- **EXERCISE PASSAGE**:
######

What will the long-term impact of Brexit be?
After the end of the transition phase the UK left the EU's single market and customs union at the start of the new year. London and Brussels narrowly avoided a no-deal Brexit with a last-minute deal. Europe's media discuss the long-term consequences on both sides of the English Channel.
Denmark needs a new friend
For a long time Britain was a close ally of Denmark in the EU. Now the country needs new friends. Der Nordschleswiger, the newspaper of the German minority in Denmark, recommends Germany:
“The Danes must seek out new allies in the EU. For now the choice seems to have fallen on small countries like Austria and the Netherlands, but after the British 'goodbye', how about saying 'Guten Tag' to Germany? ... Denmark's new strong ally is a real neighbour and a true friend, but it is also the country that is setting the pace in the EU. Can Denmark cast off of its remaining inhibitions, stand by Germany and contribute to the EU's development with its own visions, instead of just complaining as a backbencher? It's entirely conceivable that Denmark, like Britain, will strike out on a new path - but within the Union.”

######

- **MATERIAL PROVIDED**:
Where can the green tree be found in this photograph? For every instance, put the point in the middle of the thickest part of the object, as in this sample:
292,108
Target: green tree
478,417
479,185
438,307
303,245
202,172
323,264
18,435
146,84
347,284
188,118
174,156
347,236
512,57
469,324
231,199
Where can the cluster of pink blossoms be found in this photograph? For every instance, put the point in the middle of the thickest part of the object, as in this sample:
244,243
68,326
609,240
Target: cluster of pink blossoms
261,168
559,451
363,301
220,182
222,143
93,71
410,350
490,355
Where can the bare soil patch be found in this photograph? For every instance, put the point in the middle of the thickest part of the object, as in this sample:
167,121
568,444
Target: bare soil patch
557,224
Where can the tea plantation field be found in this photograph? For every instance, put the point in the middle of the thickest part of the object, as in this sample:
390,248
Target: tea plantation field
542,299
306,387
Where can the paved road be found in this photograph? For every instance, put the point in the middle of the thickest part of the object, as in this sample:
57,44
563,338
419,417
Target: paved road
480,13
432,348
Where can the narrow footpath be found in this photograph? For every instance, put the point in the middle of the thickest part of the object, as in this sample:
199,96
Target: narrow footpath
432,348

######

- **LIST OF TASKS**:
• a. In the Brexit article, which newspaper recommends Germany as Denmark's new ally?
• b. List every country named in the Brexit article, counting each country only once.
• c. Reproduce the stretch of the Brexit article from "What will the" through "the English Channel.".

- **RESPONSES PER TASK**:
• a. Der Nordschleswiger, the newspaper of the German minority in Denmark.

• b. The UK (Britain), Denmark, Germany, Austria, the Netherlands

• c.
What will the long-term impact of Brexit be?
After the end of the transition phase the UK left the EU's single market and customs union at the start of the new year. London and Brussels narrowly avoided a no-deal Brexit with a last-minute deal. Europe's media discuss the long-term consequences on both sides of the English Channel.